SET OF TASKS -
• 1. In the political essay, which three political figures did the ruling apparatchiks decide from the beginning were unsuitable for the actual presidency?
• 2. Report every line of the records that contains the string "grey". Case counts.
----- DOCUMENT SECTION
Meanwhile, in a relatively separate but decisive process, the ruling apparatchiks of this system (its political establishments, moneybags and media) debate which of the various political figures they should actually entrust with an empire. From the beginning (clearly) they decided that Michelle Bachmann, Herman Cain, and Ron Paul were unsuitable for the actual presidency — such people were were allowed to play a popularizing role, but never give the credibility to contend for power.
I ran across an interesting passage in this ruling class discussion of suitability. An essay by the British Liberal theorist Isaiah Berlin defines political judgment as:
“a capacity for integrating a vast amalgam of constantly changing, multicolored, evanescent perpetually overlapping data.”
“A president with political judgment has a subtle feel for the texture of his circumstance. He has a feel for where opportunities lie, what will go together and what will never go together.”
Brooks argues such a “feel” emerges from a deep knowledge of people and processes (in the conventional terrain of power and policy).
He says it comes from “a rich repertoire of experiences” and from “voracious social contact.”
“It comes to leaders who have a compulsive desire to be around people and who can harvest from a million social encounters a sense of what people want and can deliver.”
Wandering to our own choices
As I read this, my mind went (as it often does) to the problems of rebuilding a revolutionary movement — and (as it often does) to the problems we have inherited from our own immediate past.
I have a sense that we have to fight to regain a grip on two things:
A great many of us attracted to revolutionary politics in the U.S. (and similar “developed” countries) often see radical change through the prism of our surrounding society — where feudalism has been largely absorbed into capitalist agriculture, and where only a small-and-declining proportion of the working classes are on the land.
So when revolutionaries in the third world (for example: India, Nepal, Peru, Turkey) talk of the political tasks facing both communists and the people because of major feudal elements — the discussion often seems a bit strange. Their discussion involves problems of genuine national independence, village-level land reform, basic industrial development, basic infrastructure (roads, sewage, electrification…), ending the patriarchy of peasant life… burning questions that aren’t concerns of any revolutionary movement in the U.S.
----------
----- EXCERPTED DATA
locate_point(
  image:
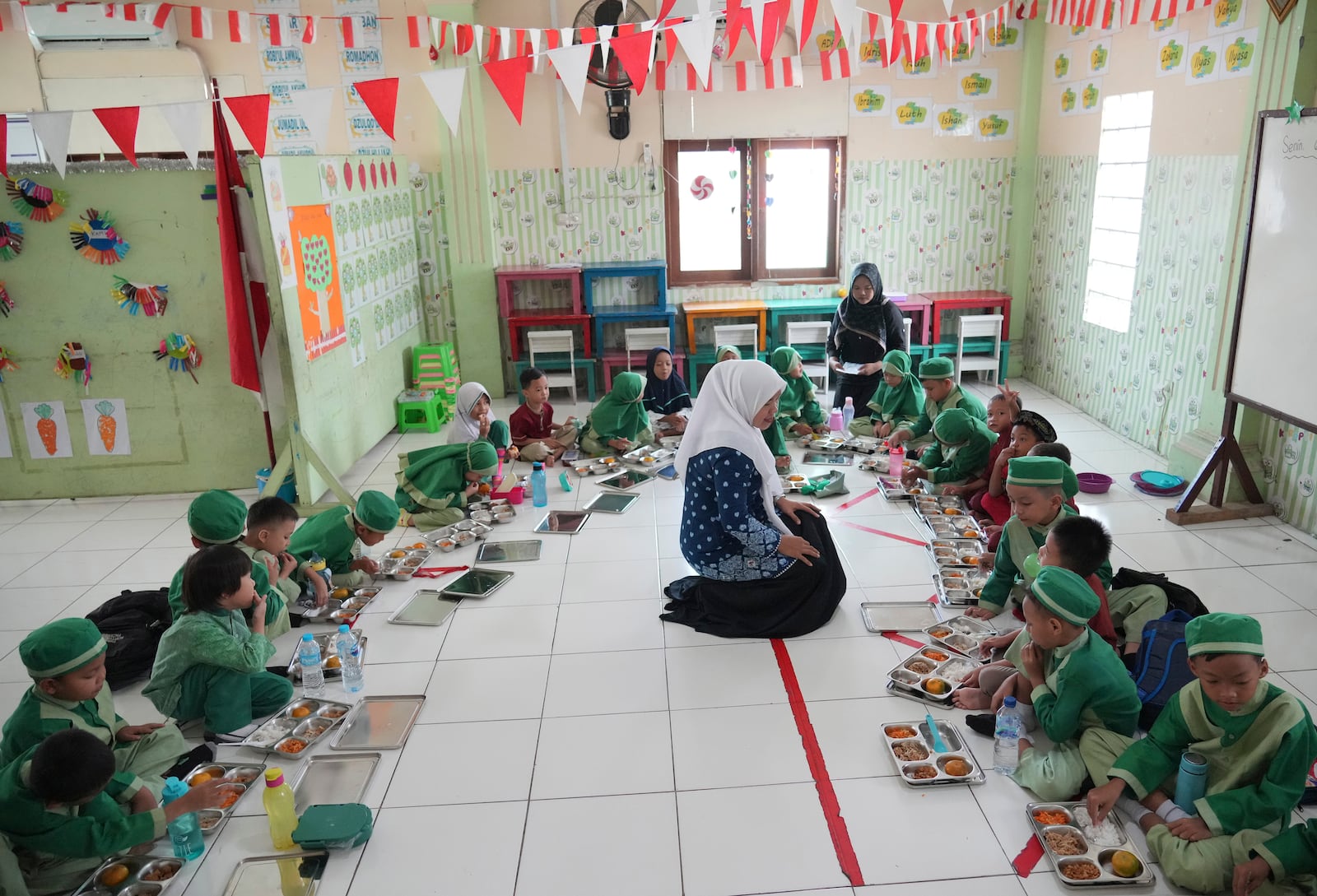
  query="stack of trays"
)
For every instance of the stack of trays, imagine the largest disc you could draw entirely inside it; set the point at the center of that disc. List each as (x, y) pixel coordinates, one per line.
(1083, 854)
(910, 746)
----------
----- EXCERPTED DATA
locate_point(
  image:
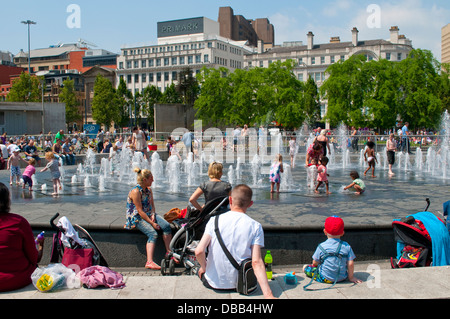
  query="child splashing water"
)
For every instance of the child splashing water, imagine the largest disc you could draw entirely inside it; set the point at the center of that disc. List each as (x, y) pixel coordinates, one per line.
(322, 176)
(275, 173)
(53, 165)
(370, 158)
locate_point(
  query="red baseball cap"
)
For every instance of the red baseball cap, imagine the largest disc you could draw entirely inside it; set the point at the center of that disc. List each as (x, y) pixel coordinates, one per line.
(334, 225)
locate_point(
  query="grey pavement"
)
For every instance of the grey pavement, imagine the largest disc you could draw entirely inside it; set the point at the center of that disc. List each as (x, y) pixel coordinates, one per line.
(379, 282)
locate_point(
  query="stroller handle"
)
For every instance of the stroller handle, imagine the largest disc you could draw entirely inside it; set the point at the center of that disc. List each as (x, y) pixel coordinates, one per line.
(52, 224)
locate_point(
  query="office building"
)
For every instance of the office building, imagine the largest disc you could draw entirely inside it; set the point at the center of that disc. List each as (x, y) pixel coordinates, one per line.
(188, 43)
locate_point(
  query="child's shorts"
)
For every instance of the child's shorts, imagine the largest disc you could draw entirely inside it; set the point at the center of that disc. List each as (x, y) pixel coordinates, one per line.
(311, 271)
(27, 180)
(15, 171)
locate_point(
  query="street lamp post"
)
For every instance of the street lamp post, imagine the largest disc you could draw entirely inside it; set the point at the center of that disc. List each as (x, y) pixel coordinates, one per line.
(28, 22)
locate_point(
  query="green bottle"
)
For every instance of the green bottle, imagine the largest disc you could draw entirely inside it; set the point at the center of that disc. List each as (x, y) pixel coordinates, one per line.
----------
ANSWERS FOR THE EXERCISE -
• 1. Michelle Bachmann, Herman Cain, and Ron Paul.

• 2.
  query="grey pavement"
For every instance of the grey pavement, imagine the largest disc you could draw entirely inside it; set the point at the center of that disc. List each as (x, y) pixel coordinates, one per line.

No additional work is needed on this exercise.